* [Page text]:
※ ※ ※

Thursday, July 7, 2011

Aha! An OBSERVED MCV--just the other day

I was pleasantly surprised to see the University of Wisconsin -- Cooperative Institute for Mesoscale Satellite Studies (CIMSS) blog post on July 6th.  It discusses a mesoscale convective vortex that just occured over the southwestern US on July 5th and 6th.  Moreover, they have a stunning GIF animation of visible and IR satellite images that shows how the storms first organized as a mesoscale convective complex then later evolved to a mesoscale convective vortex.

The blog post is at:

And that GIF animation (which is the first image in the blog post) is here.

I encourage you to watch the animation to really get a good idea of the evolution of these sorts of storms.  The synoptic-scale flow aloft was relatively weak, indicating that this complex of storms organized away from any strong upper-level forcing.  What began as clusters of thunderstorms during the day (with very distinct outflow boundaries) congealed into an organized mass as night fell.  You can see in the overnight hours (when the animation switches to the lower-resolution IR images) how the cloud structure does indeed take on the characteristic round shape of a MCC.

※ ※ ※

* [Supplied material]:
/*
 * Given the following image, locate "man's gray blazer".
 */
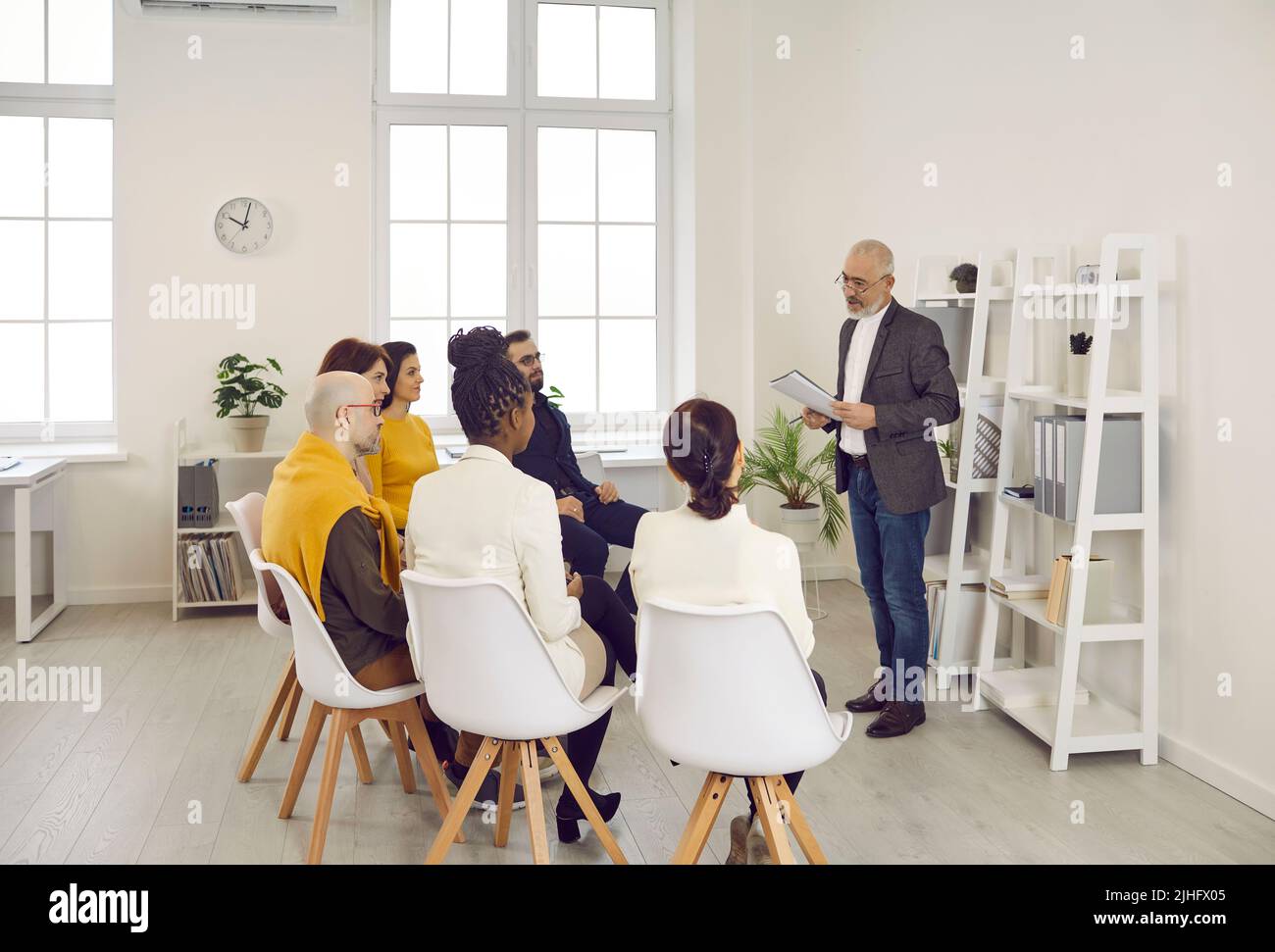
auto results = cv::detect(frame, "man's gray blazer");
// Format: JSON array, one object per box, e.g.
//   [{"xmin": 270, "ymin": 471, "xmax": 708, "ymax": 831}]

※ ※ ※

* [Work to complete]: List every all-capitals abbreviation in the blog post about the mesoscale convective vortex above.

* [Reply to the task]: MCV, CIMSS, US, GIF, IR, MCC